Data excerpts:
[Start of Attachment]
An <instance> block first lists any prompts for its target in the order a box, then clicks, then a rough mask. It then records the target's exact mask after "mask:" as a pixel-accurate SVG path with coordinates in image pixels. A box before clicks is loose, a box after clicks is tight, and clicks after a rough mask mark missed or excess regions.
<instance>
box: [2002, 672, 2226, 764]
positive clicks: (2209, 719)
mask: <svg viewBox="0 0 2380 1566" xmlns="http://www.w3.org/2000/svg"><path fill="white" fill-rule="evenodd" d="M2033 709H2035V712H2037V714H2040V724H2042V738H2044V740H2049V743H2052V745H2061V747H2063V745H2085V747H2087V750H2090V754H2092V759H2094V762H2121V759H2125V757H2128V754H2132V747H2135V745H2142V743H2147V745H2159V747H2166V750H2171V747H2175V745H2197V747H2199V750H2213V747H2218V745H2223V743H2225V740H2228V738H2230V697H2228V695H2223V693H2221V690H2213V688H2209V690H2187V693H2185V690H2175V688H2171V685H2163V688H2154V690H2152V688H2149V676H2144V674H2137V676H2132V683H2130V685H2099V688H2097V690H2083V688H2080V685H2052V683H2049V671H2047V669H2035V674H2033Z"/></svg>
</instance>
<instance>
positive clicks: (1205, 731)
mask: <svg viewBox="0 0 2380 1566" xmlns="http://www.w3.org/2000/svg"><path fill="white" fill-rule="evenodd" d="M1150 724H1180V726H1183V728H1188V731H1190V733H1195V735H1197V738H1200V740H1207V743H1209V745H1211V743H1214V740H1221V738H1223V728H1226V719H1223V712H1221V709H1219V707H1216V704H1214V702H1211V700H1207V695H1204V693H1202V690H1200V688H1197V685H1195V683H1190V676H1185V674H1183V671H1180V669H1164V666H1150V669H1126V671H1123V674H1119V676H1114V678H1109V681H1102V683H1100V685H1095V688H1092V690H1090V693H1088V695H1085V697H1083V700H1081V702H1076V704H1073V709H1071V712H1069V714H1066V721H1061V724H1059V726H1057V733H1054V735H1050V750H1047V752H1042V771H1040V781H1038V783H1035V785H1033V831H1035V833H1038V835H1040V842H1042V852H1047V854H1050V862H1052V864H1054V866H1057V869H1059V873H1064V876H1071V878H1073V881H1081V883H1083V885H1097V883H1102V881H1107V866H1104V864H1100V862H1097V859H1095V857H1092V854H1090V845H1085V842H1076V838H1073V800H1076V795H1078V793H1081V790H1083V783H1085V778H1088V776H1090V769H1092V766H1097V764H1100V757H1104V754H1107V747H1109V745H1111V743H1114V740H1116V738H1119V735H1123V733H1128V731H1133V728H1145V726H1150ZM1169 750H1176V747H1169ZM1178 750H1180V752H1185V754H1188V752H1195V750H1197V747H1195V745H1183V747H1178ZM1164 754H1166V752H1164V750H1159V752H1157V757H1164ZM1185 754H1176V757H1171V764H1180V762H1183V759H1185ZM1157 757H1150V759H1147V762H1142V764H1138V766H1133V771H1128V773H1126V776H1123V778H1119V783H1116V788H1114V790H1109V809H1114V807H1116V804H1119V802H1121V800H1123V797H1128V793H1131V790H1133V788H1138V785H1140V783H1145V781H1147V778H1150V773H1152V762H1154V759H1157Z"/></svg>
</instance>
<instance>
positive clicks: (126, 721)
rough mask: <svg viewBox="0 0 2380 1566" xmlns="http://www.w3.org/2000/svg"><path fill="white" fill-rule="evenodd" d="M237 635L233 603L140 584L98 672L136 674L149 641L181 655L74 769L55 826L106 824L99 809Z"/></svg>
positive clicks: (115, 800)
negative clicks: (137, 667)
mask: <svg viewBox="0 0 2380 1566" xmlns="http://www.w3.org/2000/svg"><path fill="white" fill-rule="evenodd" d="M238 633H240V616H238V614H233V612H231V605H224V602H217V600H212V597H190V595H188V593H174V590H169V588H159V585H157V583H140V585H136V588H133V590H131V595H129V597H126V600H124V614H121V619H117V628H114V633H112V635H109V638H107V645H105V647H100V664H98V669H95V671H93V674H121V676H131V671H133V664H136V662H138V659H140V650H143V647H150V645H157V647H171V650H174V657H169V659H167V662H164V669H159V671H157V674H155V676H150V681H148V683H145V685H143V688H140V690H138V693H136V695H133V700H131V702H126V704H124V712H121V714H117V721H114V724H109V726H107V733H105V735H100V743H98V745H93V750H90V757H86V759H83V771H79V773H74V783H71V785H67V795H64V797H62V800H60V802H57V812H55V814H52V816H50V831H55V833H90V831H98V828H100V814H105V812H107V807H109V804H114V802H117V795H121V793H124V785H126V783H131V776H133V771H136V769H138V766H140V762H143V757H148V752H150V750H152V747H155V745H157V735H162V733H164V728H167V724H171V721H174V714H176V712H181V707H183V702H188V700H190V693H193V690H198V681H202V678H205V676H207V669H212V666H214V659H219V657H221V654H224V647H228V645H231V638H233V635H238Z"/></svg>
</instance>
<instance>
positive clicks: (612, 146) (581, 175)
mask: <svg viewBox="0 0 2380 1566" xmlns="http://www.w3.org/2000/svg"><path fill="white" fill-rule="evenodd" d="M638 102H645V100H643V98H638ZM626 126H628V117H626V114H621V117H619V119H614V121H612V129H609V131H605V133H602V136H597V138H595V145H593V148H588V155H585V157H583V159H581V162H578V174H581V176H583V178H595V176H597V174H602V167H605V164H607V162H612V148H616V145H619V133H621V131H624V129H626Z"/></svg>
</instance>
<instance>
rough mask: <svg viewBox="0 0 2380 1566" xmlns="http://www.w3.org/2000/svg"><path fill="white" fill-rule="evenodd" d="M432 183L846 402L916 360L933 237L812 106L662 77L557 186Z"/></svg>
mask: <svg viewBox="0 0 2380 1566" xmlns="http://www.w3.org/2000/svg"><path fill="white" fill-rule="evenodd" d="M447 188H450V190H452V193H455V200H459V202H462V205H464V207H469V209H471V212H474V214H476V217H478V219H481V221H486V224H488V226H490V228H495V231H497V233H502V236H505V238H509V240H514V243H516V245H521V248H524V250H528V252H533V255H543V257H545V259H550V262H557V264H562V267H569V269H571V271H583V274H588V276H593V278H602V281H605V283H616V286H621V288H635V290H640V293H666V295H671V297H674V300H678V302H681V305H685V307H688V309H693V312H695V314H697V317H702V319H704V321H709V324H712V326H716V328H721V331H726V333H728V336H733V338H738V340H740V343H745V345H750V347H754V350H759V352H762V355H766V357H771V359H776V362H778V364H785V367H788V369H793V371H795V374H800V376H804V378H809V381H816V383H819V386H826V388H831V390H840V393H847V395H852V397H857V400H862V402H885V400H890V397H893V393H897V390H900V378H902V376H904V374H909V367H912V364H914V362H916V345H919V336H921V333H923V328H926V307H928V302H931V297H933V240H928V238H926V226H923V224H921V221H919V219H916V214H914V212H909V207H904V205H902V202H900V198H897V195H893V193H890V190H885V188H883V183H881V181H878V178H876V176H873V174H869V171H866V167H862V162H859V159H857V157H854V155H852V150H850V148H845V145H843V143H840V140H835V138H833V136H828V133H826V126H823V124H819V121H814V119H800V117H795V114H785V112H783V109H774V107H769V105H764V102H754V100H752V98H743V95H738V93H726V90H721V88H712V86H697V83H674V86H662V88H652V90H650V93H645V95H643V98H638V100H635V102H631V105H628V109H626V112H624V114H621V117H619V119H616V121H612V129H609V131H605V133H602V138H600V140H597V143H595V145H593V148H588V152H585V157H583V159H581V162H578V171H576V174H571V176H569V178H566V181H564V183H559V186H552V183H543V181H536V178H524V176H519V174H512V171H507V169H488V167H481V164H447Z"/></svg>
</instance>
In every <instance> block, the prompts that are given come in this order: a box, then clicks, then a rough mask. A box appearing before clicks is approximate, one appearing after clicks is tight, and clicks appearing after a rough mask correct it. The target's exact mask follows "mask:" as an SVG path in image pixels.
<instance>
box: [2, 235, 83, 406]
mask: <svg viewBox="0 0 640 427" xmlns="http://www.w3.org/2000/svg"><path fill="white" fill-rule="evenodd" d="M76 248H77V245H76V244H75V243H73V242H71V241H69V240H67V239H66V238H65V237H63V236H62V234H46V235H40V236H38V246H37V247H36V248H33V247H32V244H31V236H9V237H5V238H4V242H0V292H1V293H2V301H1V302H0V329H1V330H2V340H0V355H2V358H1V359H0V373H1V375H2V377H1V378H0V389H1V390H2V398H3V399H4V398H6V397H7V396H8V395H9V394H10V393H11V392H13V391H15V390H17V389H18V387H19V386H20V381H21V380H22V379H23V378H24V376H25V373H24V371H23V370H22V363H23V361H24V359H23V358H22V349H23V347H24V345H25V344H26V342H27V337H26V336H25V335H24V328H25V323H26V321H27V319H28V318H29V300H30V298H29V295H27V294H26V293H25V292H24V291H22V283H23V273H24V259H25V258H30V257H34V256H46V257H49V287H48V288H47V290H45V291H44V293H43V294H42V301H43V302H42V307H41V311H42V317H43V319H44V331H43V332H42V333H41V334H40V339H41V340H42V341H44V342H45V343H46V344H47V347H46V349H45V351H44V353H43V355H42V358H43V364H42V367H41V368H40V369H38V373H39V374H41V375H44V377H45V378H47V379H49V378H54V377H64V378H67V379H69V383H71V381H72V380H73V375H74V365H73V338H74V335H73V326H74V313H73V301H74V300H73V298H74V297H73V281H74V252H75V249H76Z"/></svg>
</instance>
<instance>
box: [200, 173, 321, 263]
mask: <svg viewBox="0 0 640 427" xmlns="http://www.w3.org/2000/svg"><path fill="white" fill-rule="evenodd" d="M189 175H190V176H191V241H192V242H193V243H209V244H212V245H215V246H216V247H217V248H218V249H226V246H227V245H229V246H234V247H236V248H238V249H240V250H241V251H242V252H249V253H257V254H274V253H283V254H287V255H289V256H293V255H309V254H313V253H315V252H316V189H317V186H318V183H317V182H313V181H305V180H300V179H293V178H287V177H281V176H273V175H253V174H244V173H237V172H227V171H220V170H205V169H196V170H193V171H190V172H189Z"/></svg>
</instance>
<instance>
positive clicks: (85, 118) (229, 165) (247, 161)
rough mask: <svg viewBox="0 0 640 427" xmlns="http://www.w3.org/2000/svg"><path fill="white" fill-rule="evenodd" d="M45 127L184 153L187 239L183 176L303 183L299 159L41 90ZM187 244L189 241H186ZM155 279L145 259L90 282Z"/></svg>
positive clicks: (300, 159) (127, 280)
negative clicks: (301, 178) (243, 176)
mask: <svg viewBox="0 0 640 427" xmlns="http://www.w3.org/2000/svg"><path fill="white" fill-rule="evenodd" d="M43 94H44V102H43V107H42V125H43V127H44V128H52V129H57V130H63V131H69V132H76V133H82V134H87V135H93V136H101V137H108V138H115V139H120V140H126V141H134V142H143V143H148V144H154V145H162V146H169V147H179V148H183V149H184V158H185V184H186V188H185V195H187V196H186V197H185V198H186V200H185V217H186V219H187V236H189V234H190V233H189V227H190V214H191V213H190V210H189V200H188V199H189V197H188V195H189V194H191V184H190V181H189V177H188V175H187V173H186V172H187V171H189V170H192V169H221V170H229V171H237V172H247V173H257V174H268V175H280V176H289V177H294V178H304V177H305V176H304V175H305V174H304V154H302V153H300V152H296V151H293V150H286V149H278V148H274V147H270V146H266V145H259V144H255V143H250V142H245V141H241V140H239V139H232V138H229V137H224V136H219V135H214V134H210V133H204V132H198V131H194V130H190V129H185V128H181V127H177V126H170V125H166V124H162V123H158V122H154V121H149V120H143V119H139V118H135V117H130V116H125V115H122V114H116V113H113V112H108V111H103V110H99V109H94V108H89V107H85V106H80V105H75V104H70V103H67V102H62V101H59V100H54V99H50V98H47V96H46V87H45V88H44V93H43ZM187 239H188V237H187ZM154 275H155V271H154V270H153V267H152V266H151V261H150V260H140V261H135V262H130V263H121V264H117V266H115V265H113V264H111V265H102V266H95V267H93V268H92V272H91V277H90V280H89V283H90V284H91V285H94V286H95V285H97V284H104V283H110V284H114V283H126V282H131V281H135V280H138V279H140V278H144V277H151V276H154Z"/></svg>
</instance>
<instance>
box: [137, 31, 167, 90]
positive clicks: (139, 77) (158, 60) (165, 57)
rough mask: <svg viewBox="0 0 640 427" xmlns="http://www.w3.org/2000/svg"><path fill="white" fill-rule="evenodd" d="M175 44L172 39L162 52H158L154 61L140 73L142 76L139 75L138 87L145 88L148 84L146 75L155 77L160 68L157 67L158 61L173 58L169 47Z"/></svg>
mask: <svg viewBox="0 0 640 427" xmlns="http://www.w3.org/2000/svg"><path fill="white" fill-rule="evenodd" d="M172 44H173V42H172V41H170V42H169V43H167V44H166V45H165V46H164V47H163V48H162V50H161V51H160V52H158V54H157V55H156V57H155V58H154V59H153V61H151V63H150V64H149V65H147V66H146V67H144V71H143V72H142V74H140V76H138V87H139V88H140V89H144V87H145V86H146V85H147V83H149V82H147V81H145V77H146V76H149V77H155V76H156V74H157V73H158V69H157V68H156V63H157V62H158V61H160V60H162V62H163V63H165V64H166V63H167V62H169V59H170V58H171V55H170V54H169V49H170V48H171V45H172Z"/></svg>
[End of Attachment]
#### What the task asks:
Your answer must be the lines from the first line of the entries above through the line that contains "box: [2002, 672, 2226, 764]", written out exactly.

#### Written answer:
An <instance> block first lists any prompts for its target in the order a box, then clicks, then a rough mask. It then records the target's exact mask after "mask:" as a pixel-accurate SVG path with coordinates in image pixels. A box before clicks is loose, a box after clicks is tight, and clicks after a rough mask mark missed or excess regions.
<instance>
box: [2002, 672, 2226, 764]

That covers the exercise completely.